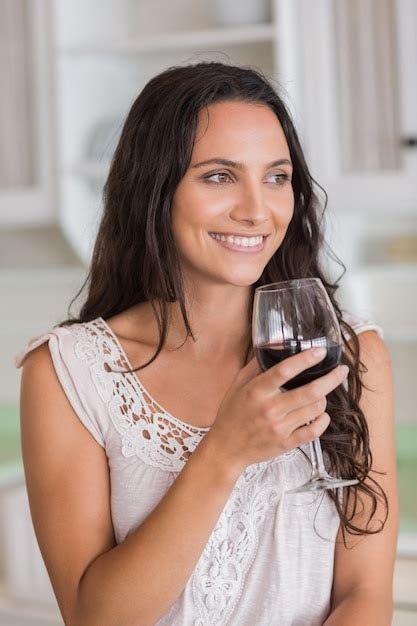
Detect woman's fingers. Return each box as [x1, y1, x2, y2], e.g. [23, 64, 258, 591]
[288, 413, 330, 448]
[284, 398, 327, 433]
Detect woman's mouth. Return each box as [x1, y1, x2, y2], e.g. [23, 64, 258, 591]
[209, 233, 267, 254]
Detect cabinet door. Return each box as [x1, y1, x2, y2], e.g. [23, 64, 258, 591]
[275, 0, 417, 215]
[0, 0, 53, 227]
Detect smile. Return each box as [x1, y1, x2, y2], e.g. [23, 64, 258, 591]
[209, 233, 266, 253]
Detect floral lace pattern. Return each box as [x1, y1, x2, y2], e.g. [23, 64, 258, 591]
[74, 318, 207, 472]
[192, 463, 281, 626]
[73, 318, 304, 626]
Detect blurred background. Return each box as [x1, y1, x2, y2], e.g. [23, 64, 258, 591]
[0, 0, 417, 626]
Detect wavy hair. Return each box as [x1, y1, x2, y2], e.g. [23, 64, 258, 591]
[61, 62, 388, 543]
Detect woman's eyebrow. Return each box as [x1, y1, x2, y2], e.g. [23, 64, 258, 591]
[191, 157, 292, 170]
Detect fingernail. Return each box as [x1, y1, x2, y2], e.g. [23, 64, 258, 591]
[340, 365, 349, 378]
[312, 348, 327, 359]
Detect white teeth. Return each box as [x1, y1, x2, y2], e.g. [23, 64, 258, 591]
[209, 233, 263, 248]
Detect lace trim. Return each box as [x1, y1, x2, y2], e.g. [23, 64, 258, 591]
[73, 318, 208, 472]
[192, 463, 282, 626]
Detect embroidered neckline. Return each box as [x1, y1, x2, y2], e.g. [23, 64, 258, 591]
[72, 317, 300, 472]
[97, 317, 210, 434]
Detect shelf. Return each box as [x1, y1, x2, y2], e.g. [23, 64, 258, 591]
[58, 24, 275, 56]
[68, 159, 110, 179]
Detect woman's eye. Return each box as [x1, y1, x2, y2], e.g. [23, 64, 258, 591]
[268, 174, 291, 185]
[204, 172, 231, 185]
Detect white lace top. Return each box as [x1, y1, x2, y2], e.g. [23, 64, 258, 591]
[16, 317, 380, 626]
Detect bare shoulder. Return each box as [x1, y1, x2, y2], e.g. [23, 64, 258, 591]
[20, 343, 115, 623]
[350, 330, 392, 390]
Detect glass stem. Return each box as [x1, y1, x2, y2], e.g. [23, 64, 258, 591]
[310, 438, 327, 474]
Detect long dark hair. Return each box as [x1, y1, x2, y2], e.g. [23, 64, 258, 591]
[62, 63, 388, 539]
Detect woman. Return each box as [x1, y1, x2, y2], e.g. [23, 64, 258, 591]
[19, 63, 397, 626]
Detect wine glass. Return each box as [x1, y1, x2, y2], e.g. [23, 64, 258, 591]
[252, 278, 359, 493]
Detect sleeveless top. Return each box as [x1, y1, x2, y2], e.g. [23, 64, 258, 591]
[16, 315, 382, 626]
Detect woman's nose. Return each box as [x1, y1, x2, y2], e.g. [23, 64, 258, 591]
[230, 179, 270, 225]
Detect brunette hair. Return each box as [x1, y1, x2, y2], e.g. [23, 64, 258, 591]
[62, 62, 388, 540]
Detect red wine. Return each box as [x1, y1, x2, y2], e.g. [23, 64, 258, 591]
[255, 340, 342, 389]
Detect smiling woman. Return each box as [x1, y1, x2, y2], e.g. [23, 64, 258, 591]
[19, 63, 397, 626]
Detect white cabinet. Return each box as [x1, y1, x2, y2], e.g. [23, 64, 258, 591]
[53, 0, 279, 260]
[52, 0, 417, 264]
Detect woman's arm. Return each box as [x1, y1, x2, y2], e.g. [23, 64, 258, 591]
[325, 332, 398, 626]
[21, 344, 240, 626]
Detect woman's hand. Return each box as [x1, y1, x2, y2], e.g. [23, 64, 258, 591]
[205, 348, 348, 471]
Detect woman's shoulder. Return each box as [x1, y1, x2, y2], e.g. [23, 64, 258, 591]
[15, 318, 108, 447]
[342, 310, 384, 340]
[15, 318, 101, 368]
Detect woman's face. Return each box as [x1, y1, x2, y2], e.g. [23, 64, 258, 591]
[172, 102, 294, 286]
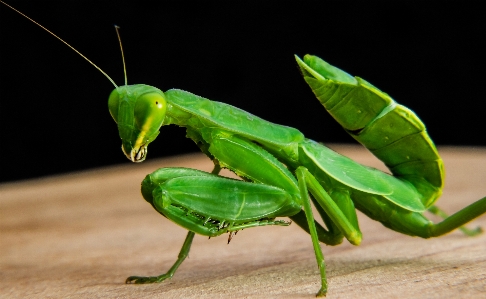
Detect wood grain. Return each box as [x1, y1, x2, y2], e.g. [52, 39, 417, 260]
[0, 146, 486, 298]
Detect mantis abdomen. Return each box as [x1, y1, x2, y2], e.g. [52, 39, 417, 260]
[297, 55, 444, 207]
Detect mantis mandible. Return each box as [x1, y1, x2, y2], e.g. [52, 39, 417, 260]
[2, 2, 486, 296]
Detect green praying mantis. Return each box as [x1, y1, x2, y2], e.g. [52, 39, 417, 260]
[5, 1, 486, 296]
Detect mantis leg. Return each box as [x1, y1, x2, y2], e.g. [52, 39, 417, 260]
[125, 231, 194, 284]
[290, 190, 361, 245]
[295, 167, 362, 245]
[429, 206, 483, 237]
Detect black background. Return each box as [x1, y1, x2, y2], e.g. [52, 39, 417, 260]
[0, 1, 486, 181]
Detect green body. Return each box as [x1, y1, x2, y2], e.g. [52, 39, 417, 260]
[0, 1, 486, 296]
[109, 55, 486, 295]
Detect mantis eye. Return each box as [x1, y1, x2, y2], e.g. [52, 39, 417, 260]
[108, 89, 120, 123]
[134, 92, 167, 136]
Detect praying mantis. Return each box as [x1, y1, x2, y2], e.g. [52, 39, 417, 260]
[2, 1, 486, 296]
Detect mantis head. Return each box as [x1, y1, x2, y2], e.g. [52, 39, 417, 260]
[108, 84, 167, 162]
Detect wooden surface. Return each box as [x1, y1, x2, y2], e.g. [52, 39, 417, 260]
[0, 146, 486, 298]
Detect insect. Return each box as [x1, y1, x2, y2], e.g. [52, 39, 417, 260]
[3, 2, 486, 296]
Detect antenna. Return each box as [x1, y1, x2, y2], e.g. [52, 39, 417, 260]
[115, 25, 127, 86]
[0, 0, 119, 88]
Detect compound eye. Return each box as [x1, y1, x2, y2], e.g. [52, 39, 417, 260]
[108, 89, 120, 123]
[134, 92, 167, 136]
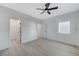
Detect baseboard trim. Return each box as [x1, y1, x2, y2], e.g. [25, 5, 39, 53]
[42, 37, 79, 48]
[0, 48, 8, 56]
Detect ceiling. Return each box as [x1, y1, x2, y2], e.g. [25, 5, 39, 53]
[0, 3, 79, 20]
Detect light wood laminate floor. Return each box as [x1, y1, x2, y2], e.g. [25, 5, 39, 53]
[3, 39, 79, 56]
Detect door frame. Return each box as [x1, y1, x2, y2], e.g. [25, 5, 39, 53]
[9, 18, 22, 44]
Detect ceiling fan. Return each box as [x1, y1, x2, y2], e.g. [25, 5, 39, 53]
[37, 3, 58, 14]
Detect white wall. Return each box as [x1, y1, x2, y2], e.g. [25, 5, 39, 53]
[45, 11, 79, 45]
[21, 20, 38, 43]
[0, 6, 42, 50]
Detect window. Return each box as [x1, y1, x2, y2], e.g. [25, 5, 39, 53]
[58, 21, 70, 34]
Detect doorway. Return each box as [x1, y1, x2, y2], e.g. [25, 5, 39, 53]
[10, 19, 21, 44]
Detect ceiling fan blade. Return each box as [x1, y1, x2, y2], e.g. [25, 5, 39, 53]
[41, 10, 46, 14]
[37, 8, 45, 10]
[45, 3, 50, 8]
[47, 10, 51, 14]
[48, 7, 58, 10]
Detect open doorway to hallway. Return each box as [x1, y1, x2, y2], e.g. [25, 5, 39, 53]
[10, 19, 21, 45]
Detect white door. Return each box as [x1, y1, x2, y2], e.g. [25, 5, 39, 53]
[10, 19, 21, 43]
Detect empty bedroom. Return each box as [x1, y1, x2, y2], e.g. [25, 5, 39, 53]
[0, 3, 79, 56]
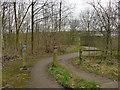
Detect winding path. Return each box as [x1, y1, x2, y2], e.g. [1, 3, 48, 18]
[29, 47, 118, 88]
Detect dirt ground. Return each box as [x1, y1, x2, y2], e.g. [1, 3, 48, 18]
[28, 47, 118, 88]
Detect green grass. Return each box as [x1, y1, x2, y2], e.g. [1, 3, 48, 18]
[72, 56, 118, 79]
[75, 77, 100, 88]
[48, 63, 99, 88]
[48, 63, 72, 88]
[2, 57, 49, 88]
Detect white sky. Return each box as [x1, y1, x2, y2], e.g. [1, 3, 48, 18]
[65, 0, 115, 18]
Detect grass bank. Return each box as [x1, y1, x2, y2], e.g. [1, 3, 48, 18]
[72, 56, 118, 80]
[48, 63, 99, 88]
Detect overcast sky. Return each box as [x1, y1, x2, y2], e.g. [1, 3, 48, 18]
[64, 0, 116, 18]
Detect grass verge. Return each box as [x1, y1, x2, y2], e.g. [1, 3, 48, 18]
[48, 63, 99, 88]
[2, 56, 49, 88]
[72, 57, 118, 80]
[61, 45, 86, 54]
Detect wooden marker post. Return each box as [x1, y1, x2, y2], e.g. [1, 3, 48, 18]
[79, 49, 82, 60]
[53, 46, 58, 67]
[23, 45, 27, 70]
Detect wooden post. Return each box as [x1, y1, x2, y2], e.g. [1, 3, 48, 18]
[101, 50, 106, 60]
[79, 49, 82, 60]
[53, 46, 58, 67]
[23, 45, 27, 70]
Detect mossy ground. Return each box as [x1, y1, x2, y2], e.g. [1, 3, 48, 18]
[72, 56, 118, 80]
[48, 63, 99, 88]
[2, 56, 49, 88]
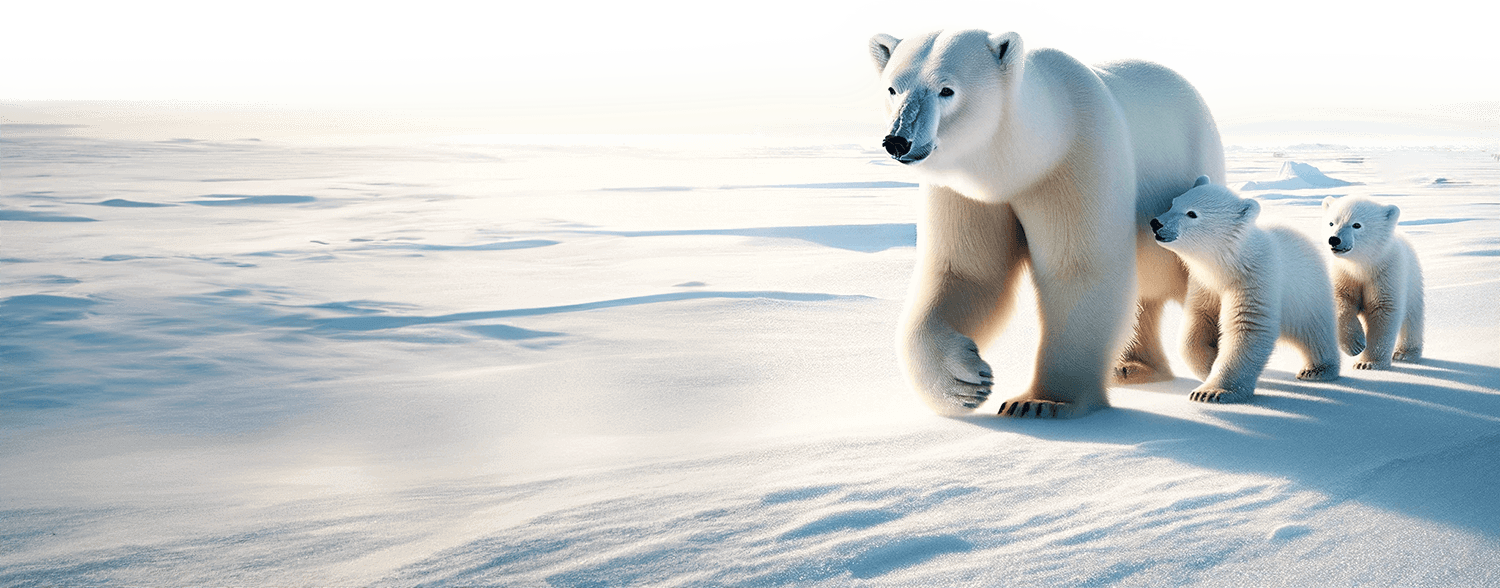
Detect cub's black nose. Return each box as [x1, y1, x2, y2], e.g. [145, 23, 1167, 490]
[881, 135, 912, 158]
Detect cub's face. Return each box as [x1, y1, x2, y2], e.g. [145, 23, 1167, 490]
[870, 30, 1023, 168]
[1151, 179, 1260, 254]
[1323, 197, 1401, 261]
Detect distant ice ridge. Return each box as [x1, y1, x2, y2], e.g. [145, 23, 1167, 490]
[1239, 162, 1356, 191]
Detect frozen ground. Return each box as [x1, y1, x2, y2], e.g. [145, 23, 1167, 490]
[0, 126, 1500, 587]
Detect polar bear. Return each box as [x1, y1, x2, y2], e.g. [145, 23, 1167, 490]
[1151, 176, 1338, 402]
[870, 30, 1224, 417]
[1323, 197, 1422, 369]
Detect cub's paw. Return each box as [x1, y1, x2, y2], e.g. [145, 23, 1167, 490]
[1338, 333, 1365, 357]
[1110, 360, 1173, 384]
[1298, 363, 1338, 383]
[1188, 389, 1254, 404]
[1391, 347, 1422, 363]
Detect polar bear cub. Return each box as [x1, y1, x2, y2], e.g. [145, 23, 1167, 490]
[1323, 197, 1422, 369]
[1151, 176, 1340, 402]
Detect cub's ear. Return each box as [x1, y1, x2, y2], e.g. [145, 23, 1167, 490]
[1239, 198, 1260, 221]
[870, 33, 902, 72]
[990, 32, 1026, 68]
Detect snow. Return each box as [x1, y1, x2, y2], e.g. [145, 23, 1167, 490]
[0, 16, 1500, 587]
[0, 121, 1500, 587]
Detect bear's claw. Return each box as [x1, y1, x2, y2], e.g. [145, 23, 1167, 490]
[1112, 360, 1173, 384]
[1391, 348, 1422, 363]
[996, 399, 1070, 419]
[948, 372, 995, 408]
[1188, 389, 1251, 404]
[1298, 363, 1338, 383]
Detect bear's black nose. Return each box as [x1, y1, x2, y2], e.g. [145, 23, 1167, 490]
[881, 135, 912, 158]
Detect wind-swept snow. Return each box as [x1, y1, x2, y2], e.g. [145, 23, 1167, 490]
[0, 128, 1500, 587]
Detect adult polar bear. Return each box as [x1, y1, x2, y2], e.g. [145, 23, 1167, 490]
[870, 30, 1224, 417]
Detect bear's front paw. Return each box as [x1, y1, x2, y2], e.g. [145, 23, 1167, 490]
[908, 333, 995, 417]
[942, 338, 995, 410]
[1391, 347, 1422, 363]
[1188, 389, 1254, 404]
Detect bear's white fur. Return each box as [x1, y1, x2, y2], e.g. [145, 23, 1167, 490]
[870, 30, 1224, 417]
[1323, 197, 1424, 369]
[1151, 177, 1338, 402]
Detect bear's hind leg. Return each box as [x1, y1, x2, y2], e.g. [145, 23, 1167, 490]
[1355, 300, 1401, 369]
[1283, 314, 1340, 383]
[999, 192, 1136, 419]
[1391, 281, 1425, 363]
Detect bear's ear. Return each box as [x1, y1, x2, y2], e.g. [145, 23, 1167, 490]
[870, 33, 902, 72]
[1239, 198, 1260, 221]
[990, 32, 1026, 68]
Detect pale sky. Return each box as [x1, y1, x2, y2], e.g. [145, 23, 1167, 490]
[0, 2, 1500, 141]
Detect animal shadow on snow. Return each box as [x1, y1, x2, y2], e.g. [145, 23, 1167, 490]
[962, 359, 1500, 539]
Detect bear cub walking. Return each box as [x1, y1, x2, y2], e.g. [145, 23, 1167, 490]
[1151, 176, 1340, 402]
[1323, 197, 1422, 369]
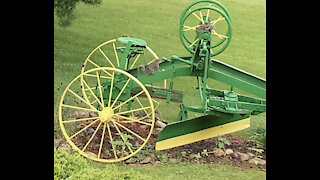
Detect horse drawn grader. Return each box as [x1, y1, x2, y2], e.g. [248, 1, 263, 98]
[59, 0, 266, 163]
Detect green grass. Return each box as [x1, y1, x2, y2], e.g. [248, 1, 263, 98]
[54, 0, 266, 177]
[120, 163, 266, 180]
[89, 163, 266, 180]
[54, 0, 266, 136]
··········
-- Aim --
Reproduce only the lines between the one holding "Detect winding path." and the one holding "[61, 45, 86, 54]", inclusive, changing "overcast sky" to "cloudy sky" and keeping everything else the same.

-- Solution to this problem --
Detect winding path. Return each box as [x1, y1, x2, y2], e.g. [1, 3, 48, 18]
[29, 47, 118, 88]
Detect dirt ground. Return each box as [x1, y1, x2, y2], e.g. [1, 3, 48, 18]
[28, 47, 118, 88]
Detect green grass. Return each box as [x1, y1, x2, y2], e.g. [1, 3, 48, 18]
[72, 56, 118, 79]
[75, 77, 100, 88]
[48, 63, 99, 88]
[48, 63, 72, 88]
[2, 57, 49, 88]
Detect white sky. Return each box as [x1, y1, x2, y2], e.g. [1, 3, 48, 18]
[65, 0, 115, 18]
Detect grass bank. Return each box as [x1, y1, x2, y2], e.g. [1, 3, 48, 18]
[72, 56, 118, 80]
[48, 63, 99, 88]
Detect cloudy sky. Return each box as [x1, y1, x2, y2], e.g. [1, 3, 48, 18]
[64, 0, 116, 18]
Detect grass verge. Return each box as [x1, y1, x2, y2], e.g. [1, 3, 48, 18]
[48, 63, 99, 88]
[2, 56, 49, 88]
[72, 57, 118, 80]
[61, 45, 86, 54]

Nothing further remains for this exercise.